▶ **TASK ITEM**
Whenever "rough" appears in a line, please copy that line from the data.

▶ **DATASET CONTENT**
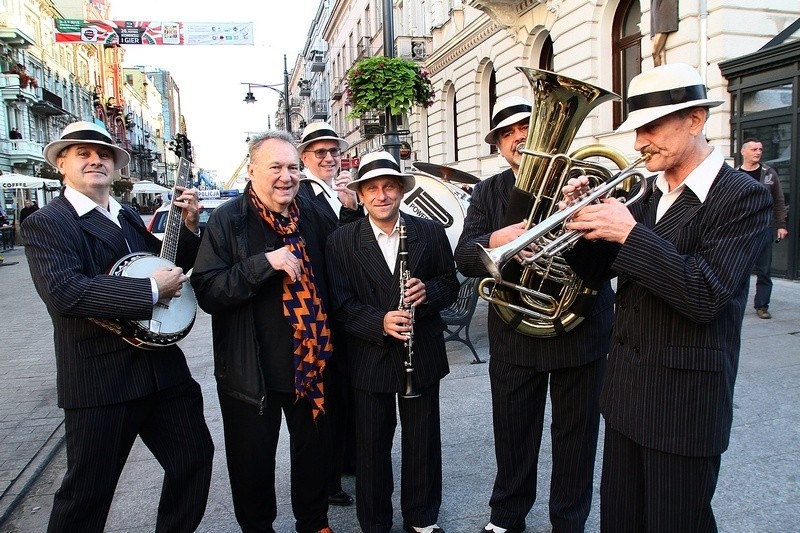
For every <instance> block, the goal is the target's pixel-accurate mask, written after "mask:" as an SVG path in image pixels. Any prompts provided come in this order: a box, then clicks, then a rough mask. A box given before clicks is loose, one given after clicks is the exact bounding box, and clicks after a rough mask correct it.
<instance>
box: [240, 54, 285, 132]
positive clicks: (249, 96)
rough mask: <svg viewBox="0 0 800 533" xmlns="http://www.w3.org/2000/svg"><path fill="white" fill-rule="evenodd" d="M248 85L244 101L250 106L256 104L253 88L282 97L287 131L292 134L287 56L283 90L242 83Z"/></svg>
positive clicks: (262, 84) (247, 82)
mask: <svg viewBox="0 0 800 533" xmlns="http://www.w3.org/2000/svg"><path fill="white" fill-rule="evenodd" d="M242 85H247V94H246V95H245V97H244V101H245V102H246V103H248V104H252V103H255V101H256V97H255V96H254V95H253V87H255V88H257V89H272V90H273V91H275V92H276V93H278V94H279V95H280V96H281V100H283V106H284V113H285V114H286V131H288V132H289V133H292V122H291V110H290V109H289V71H288V70H287V68H286V54H283V90H282V91H281V90H280V89H276V88H275V85H278V84H277V83H276V84H274V85H263V84H261V83H250V82H242Z"/></svg>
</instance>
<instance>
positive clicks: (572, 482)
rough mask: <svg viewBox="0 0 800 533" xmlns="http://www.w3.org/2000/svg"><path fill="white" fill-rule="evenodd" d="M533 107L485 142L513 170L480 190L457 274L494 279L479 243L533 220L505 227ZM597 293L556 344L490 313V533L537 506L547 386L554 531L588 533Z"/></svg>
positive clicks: (596, 307)
mask: <svg viewBox="0 0 800 533" xmlns="http://www.w3.org/2000/svg"><path fill="white" fill-rule="evenodd" d="M531 109H532V107H531V103H530V102H529V101H528V100H525V99H524V98H520V97H517V96H512V97H509V98H506V99H503V100H500V101H498V102H497V104H496V105H495V108H494V113H493V115H492V122H491V126H492V128H491V130H490V131H489V132H488V133H487V134H486V138H485V139H484V140H485V141H486V142H487V143H489V144H494V145H496V146H497V149H498V150H499V152H500V154H501V155H502V156H503V158H504V159H505V160H506V162H507V163H508V164H509V165H510V167H511V168H509V169H507V170H505V171H503V172H501V173H500V174H496V175H494V176H492V177H490V178H487V179H486V180H484V181H482V182H481V183H479V184H477V185H476V186H475V189H474V190H473V191H472V199H471V200H470V206H469V209H468V210H467V216H466V219H465V220H464V230H463V232H462V234H461V238H460V239H459V241H458V245H457V246H456V251H455V260H456V264H457V265H458V269H459V271H460V272H461V273H462V274H463V275H465V276H470V277H486V276H488V275H489V273H488V271H487V270H486V267H485V266H484V265H483V263H482V262H481V260H480V259H479V257H478V248H477V245H478V244H481V245H483V246H484V247H486V248H490V247H491V248H494V247H497V246H502V245H503V244H506V243H508V242H510V241H512V240H513V239H515V238H517V237H518V236H520V235H521V234H522V233H523V232H524V231H525V221H523V220H514V221H511V222H509V221H506V211H507V209H508V204H509V197H510V195H511V190H512V188H513V187H514V182H515V179H516V175H517V173H518V172H519V165H520V160H521V158H522V154H520V153H519V152H517V151H516V147H517V145H518V144H519V143H525V142H526V140H527V137H528V123H529V121H530V117H531ZM597 288H598V290H599V293H598V295H597V299H596V300H595V302H594V304H593V305H592V307H591V308H590V310H589V312H588V313H587V317H586V319H585V320H583V322H582V323H580V324H579V325H578V326H576V327H575V328H574V329H573V330H572V331H570V332H569V333H564V334H562V335H558V336H556V337H549V338H543V337H533V336H529V335H525V334H523V333H521V332H519V331H518V330H516V329H515V327H514V326H513V325H510V324H507V323H506V322H505V321H504V320H503V319H502V318H501V317H500V315H499V314H498V313H497V310H496V309H495V308H494V306H489V321H488V326H489V355H490V359H489V381H490V383H491V386H492V421H493V428H494V447H495V449H494V451H495V457H496V459H497V475H496V477H495V481H494V487H493V489H492V496H491V498H490V499H489V506H490V507H491V518H490V520H489V523H488V524H487V525H486V527H484V528H483V530H482V531H492V532H495V533H506V532H509V533H520V532H521V531H524V530H525V517H526V516H527V515H528V512H530V510H531V507H533V503H534V502H535V501H536V483H537V477H538V463H539V450H540V447H541V441H542V433H543V427H544V420H545V405H546V404H547V392H548V387H549V390H550V400H551V402H552V406H553V413H552V417H553V423H552V426H551V431H550V438H551V442H552V454H553V471H552V473H551V476H550V502H549V509H550V522H551V523H552V525H553V531H554V532H561V531H583V528H584V525H585V523H586V519H587V518H588V516H589V509H590V508H591V504H592V480H593V479H594V458H595V455H596V452H597V436H598V432H599V429H600V428H599V426H600V410H599V406H598V398H599V395H600V386H601V384H602V382H603V376H604V373H605V368H606V354H607V353H608V344H609V340H608V334H609V330H610V329H611V320H612V314H613V304H614V293H613V292H612V291H611V284H610V283H609V282H608V281H604V282H602V283H600V284H599V285H598V287H597Z"/></svg>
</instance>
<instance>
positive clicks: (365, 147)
mask: <svg viewBox="0 0 800 533" xmlns="http://www.w3.org/2000/svg"><path fill="white" fill-rule="evenodd" d="M322 3H323V4H325V5H327V4H329V3H330V4H331V7H330V11H329V16H328V18H327V21H326V22H325V23H324V27H323V31H322V33H321V37H322V40H323V41H324V42H323V43H320V42H319V35H318V34H317V33H316V32H309V41H308V43H309V47H308V48H309V49H313V50H319V51H320V52H321V54H322V58H321V59H322V63H323V64H324V69H325V70H324V76H327V78H328V80H329V85H328V87H329V93H328V94H329V98H330V100H329V103H330V110H329V113H328V115H327V116H328V119H329V121H330V122H331V123H332V125H333V126H334V128H335V129H336V130H337V131H338V132H339V133H340V135H342V136H344V137H345V138H346V139H347V140H348V141H349V142H350V144H351V151H350V153H349V154H347V155H348V156H349V157H350V158H355V160H356V161H357V158H358V156H359V155H360V154H363V153H366V152H369V151H372V150H376V149H381V145H382V143H383V136H382V135H380V134H377V135H376V134H374V133H372V132H375V131H378V132H380V131H382V130H381V128H380V121H381V117H361V119H348V118H347V113H349V109H348V106H347V102H346V95H345V91H344V88H343V82H342V80H344V79H345V76H346V74H347V71H348V70H349V69H350V68H351V67H352V66H353V65H354V64H355V63H356V62H357V61H358V60H359V59H361V58H362V57H365V56H366V55H369V54H372V55H387V54H385V51H384V47H383V29H384V25H385V24H387V23H391V24H393V29H394V32H393V33H394V35H395V38H394V50H393V52H394V55H395V56H402V57H408V58H411V59H414V60H415V61H419V62H420V64H421V65H423V66H424V67H425V68H426V69H427V70H428V71H429V72H430V73H431V79H432V80H433V83H434V86H435V88H436V92H437V97H436V101H435V103H434V105H433V106H432V107H430V108H427V109H426V108H421V107H417V108H415V109H414V110H413V111H412V112H411V113H410V114H409V116H407V117H402V118H401V126H400V129H401V130H408V134H407V135H405V136H401V140H403V141H405V142H407V143H408V144H409V145H410V148H411V150H410V161H408V162H406V165H407V166H410V165H411V164H413V161H425V162H431V163H437V164H441V165H447V166H453V167H456V168H458V169H460V170H463V171H466V172H469V173H471V174H473V175H475V176H478V177H480V178H484V177H487V176H490V175H493V174H495V173H497V172H499V171H501V170H503V169H504V168H505V162H504V160H503V159H502V158H501V157H499V156H498V155H497V153H496V151H495V149H494V148H493V147H491V146H489V145H487V144H486V143H484V142H483V137H484V135H485V133H486V132H487V131H488V130H489V120H490V117H491V113H492V109H493V105H494V102H495V101H496V100H497V99H498V98H502V97H504V96H508V95H521V96H525V97H528V98H532V99H533V100H534V103H536V100H537V99H538V95H536V94H534V92H533V87H532V85H531V83H529V82H528V80H527V78H526V77H525V76H524V75H523V74H521V73H520V72H519V70H518V69H517V67H527V68H543V69H546V70H552V71H555V72H557V73H558V74H560V75H564V76H568V77H571V78H575V79H577V80H580V81H582V82H586V83H589V84H592V85H596V86H599V87H602V88H604V89H607V90H610V91H613V92H614V93H616V94H618V95H620V96H621V97H622V99H621V100H619V101H617V102H613V103H611V102H609V103H604V104H601V105H598V106H597V107H596V108H594V109H593V110H592V111H591V112H590V113H589V115H588V117H587V118H586V119H585V120H584V121H583V122H582V124H581V125H580V128H579V130H578V132H577V134H576V135H575V138H574V139H572V140H565V141H564V144H565V146H563V151H564V152H571V151H572V150H574V149H575V148H578V147H581V146H585V145H588V144H595V143H601V144H605V145H608V146H611V147H613V148H616V149H618V150H621V151H622V152H624V153H625V154H627V155H628V157H629V159H631V160H633V159H635V158H636V156H637V154H636V153H634V150H633V143H634V134H633V133H627V134H617V133H615V129H616V127H617V126H618V125H619V124H620V123H621V122H622V121H623V120H624V118H625V106H624V105H623V104H622V102H623V100H624V97H625V91H626V89H627V85H628V82H629V81H630V79H631V78H633V77H634V76H635V75H636V74H638V73H639V72H641V71H642V70H647V69H649V68H652V67H653V66H654V64H656V61H657V60H660V58H661V57H664V59H663V60H664V61H666V62H667V63H676V62H681V63H688V64H690V65H692V66H694V67H696V68H697V69H698V71H699V72H700V73H701V76H702V77H703V79H704V80H705V82H706V84H707V86H708V87H709V95H710V98H714V99H722V100H724V101H725V104H723V105H722V106H720V107H718V108H715V109H713V110H712V113H711V117H710V120H709V123H708V125H707V129H706V135H707V137H708V138H709V140H710V142H711V143H712V144H713V145H714V146H715V147H716V148H718V149H719V150H720V151H721V152H722V153H723V155H724V156H725V157H726V159H727V160H728V161H729V162H730V163H731V164H735V163H738V160H737V156H738V151H739V143H740V142H741V140H742V137H741V131H742V130H741V128H739V130H737V127H738V126H737V125H738V124H740V120H741V119H742V118H743V117H742V114H743V113H750V114H751V115H752V114H753V112H754V111H756V110H757V111H758V113H761V114H760V115H755V117H754V118H756V119H759V120H761V121H762V122H763V123H764V124H766V126H764V127H767V126H768V127H769V129H764V130H757V129H756V130H753V131H755V132H762V133H761V134H762V135H770V136H771V137H773V138H777V139H779V140H777V141H775V142H774V143H773V144H774V146H773V147H771V150H772V151H773V152H774V153H771V154H770V155H769V159H768V156H767V154H765V160H770V161H773V162H774V161H779V162H780V164H781V165H782V168H784V169H785V171H784V170H781V171H780V172H781V182H782V185H783V191H784V193H785V195H786V197H787V204H788V205H790V210H789V212H790V226H789V239H788V242H785V243H782V244H781V245H780V246H776V252H775V256H776V260H775V265H774V271H775V272H776V273H778V274H779V275H784V276H787V277H790V278H797V277H800V246H798V243H799V242H800V241H799V240H798V239H797V236H798V233H800V219H799V218H798V214H797V213H796V212H795V211H796V210H795V209H791V202H790V200H791V198H792V197H793V196H794V195H795V194H796V191H798V187H800V176H798V174H800V173H798V172H797V164H796V163H795V161H797V159H798V156H800V146H799V145H798V139H800V131H797V130H798V128H800V90H799V89H798V87H797V85H798V82H797V80H798V76H800V68H798V61H797V50H798V49H797V45H796V41H797V40H798V39H799V38H800V31H799V30H798V28H797V27H795V26H794V25H795V24H796V21H797V20H798V17H800V4H798V3H797V2H795V1H793V0H773V1H772V2H768V5H761V4H758V5H756V4H752V5H750V4H742V3H740V2H733V1H730V0H721V1H718V2H708V1H707V0H681V1H680V2H676V10H677V12H676V13H675V14H674V18H675V23H676V27H675V28H670V30H669V31H665V32H664V33H662V34H660V38H662V39H664V38H665V46H664V56H659V57H658V58H657V57H656V56H657V55H658V54H654V52H656V51H655V50H654V43H655V42H657V41H658V39H656V37H657V36H659V34H657V33H655V32H653V34H652V35H651V28H653V27H654V21H653V20H652V16H651V15H652V14H651V5H650V2H647V1H645V0H597V1H592V2H585V1H583V0H546V1H538V0H466V1H458V0H433V1H431V0H422V1H417V2H408V1H407V0H392V1H388V0H387V1H385V2H384V1H381V0H336V1H334V2H322ZM387 5H388V6H389V8H390V9H391V16H390V17H388V16H386V15H387V13H385V11H384V10H385V8H386V6H387ZM742 21H747V23H746V24H742ZM314 24H319V21H315V22H314ZM660 27H663V26H660ZM673 30H674V31H673ZM776 36H781V44H782V45H784V46H788V47H790V49H787V50H784V51H783V52H781V53H782V57H783V59H782V60H778V61H774V62H773V63H771V65H772V66H767V67H759V68H757V66H758V65H759V63H758V61H757V60H754V61H751V62H749V63H747V64H746V66H744V67H741V66H740V67H738V70H737V68H736V67H735V65H734V67H731V69H730V74H727V73H725V72H723V69H722V68H721V65H726V64H727V63H726V62H731V61H734V63H735V59H736V58H740V57H745V56H748V55H750V54H757V53H758V52H759V50H761V49H762V47H765V46H766V45H767V44H768V43H770V42H771V41H772V40H773V39H774V38H775V37H776ZM312 41H313V42H312ZM792 43H795V44H792ZM792 46H793V48H791V47H792ZM792 54H794V55H792ZM763 55H764V54H763V53H762V56H763ZM318 59H319V58H318ZM748 65H749V66H748ZM754 68H755V69H756V71H755V73H754V75H752V76H750V77H749V78H747V71H748V69H750V70H752V69H754ZM759 72H760V73H759ZM322 77H323V74H322V73H320V78H322ZM745 80H749V81H745ZM742 83H749V84H750V87H751V89H752V90H751V91H750V92H751V93H752V94H750V93H748V94H749V96H743V95H742V94H741V92H740V91H741V87H742ZM771 84H772V85H771ZM315 87H316V85H312V90H311V94H310V98H311V99H316V101H320V98H323V97H324V93H323V91H319V92H318V93H316V94H315V92H314V90H315ZM759 88H761V89H763V92H762V93H760V94H758V91H759ZM737 91H739V92H737ZM759 98H760V100H759ZM764 98H766V99H767V100H768V101H769V102H770V103H766V104H765V103H764ZM775 99H777V101H778V102H779V104H780V105H773V102H774V100H775ZM777 116H781V117H785V118H784V119H781V126H780V127H777V129H776V128H775V127H773V126H771V125H770V124H769V122H770V120H772V119H774V118H775V117H777ZM376 119H377V120H376ZM370 121H376V122H377V123H378V128H377V129H365V128H364V126H363V124H364V123H365V122H367V123H368V122H370ZM754 124H756V123H752V124H751V125H753V127H755V128H757V127H760V126H757V125H754ZM737 132H739V133H737ZM765 148H766V146H765ZM612 166H614V165H612ZM781 247H782V249H780V248H781Z"/></svg>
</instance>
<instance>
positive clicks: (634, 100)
mask: <svg viewBox="0 0 800 533" xmlns="http://www.w3.org/2000/svg"><path fill="white" fill-rule="evenodd" d="M705 98H706V87H705V85H690V86H688V87H678V88H676V89H667V90H664V91H655V92H652V93H645V94H637V95H636V96H629V97H628V112H629V113H631V112H633V111H639V110H640V109H647V108H648V107H661V106H665V105H674V104H684V103H686V102H691V101H693V100H704V99H705Z"/></svg>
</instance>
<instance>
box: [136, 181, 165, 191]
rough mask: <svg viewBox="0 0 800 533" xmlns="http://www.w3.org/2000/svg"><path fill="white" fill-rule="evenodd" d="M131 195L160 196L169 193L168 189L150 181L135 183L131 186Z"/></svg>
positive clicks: (139, 181)
mask: <svg viewBox="0 0 800 533" xmlns="http://www.w3.org/2000/svg"><path fill="white" fill-rule="evenodd" d="M131 192H132V193H133V194H139V193H142V194H147V193H154V194H160V193H163V192H169V189H167V188H166V187H162V186H161V185H159V184H157V183H153V182H152V181H148V180H144V181H137V182H136V183H134V184H133V190H132V191H131Z"/></svg>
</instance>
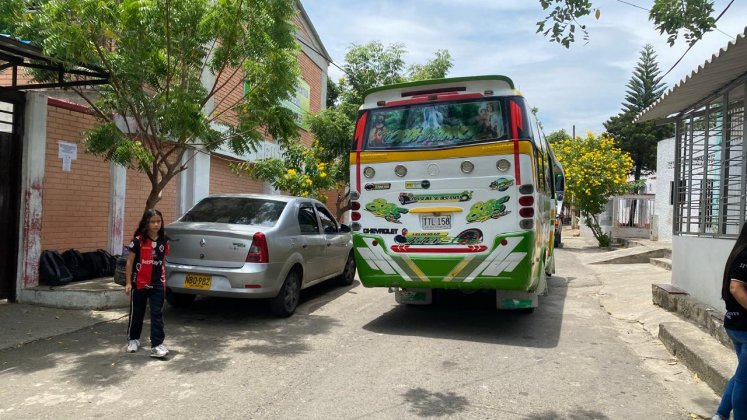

▶ **EXERCISE ANSWER**
For every <instance> block, the goal is the target's pixel-accurate mask, written after "mask:" as an SVG path in image pixels. Any prompts provided come in this order: a box, then clicks, then a rough mask. A box given before clicks is loose, one given after clicks is the exact bounding box, and clicks after a rough mask correct it.
rough mask: <svg viewBox="0 0 800 533" xmlns="http://www.w3.org/2000/svg"><path fill="white" fill-rule="evenodd" d="M248 85L244 101L250 106L256 104L253 88L282 97L287 131L292 134L287 56L283 90L242 83Z"/></svg>
rough mask: <svg viewBox="0 0 800 533" xmlns="http://www.w3.org/2000/svg"><path fill="white" fill-rule="evenodd" d="M533 107L485 142L513 170L480 190L457 274L494 279L479 243L533 220L505 227ZM597 293L556 344L490 313V533L537 506L547 386L554 531L588 533Z"/></svg>
rough mask: <svg viewBox="0 0 800 533" xmlns="http://www.w3.org/2000/svg"><path fill="white" fill-rule="evenodd" d="M131 195L160 196L169 193L168 189L150 181L135 183L131 186Z"/></svg>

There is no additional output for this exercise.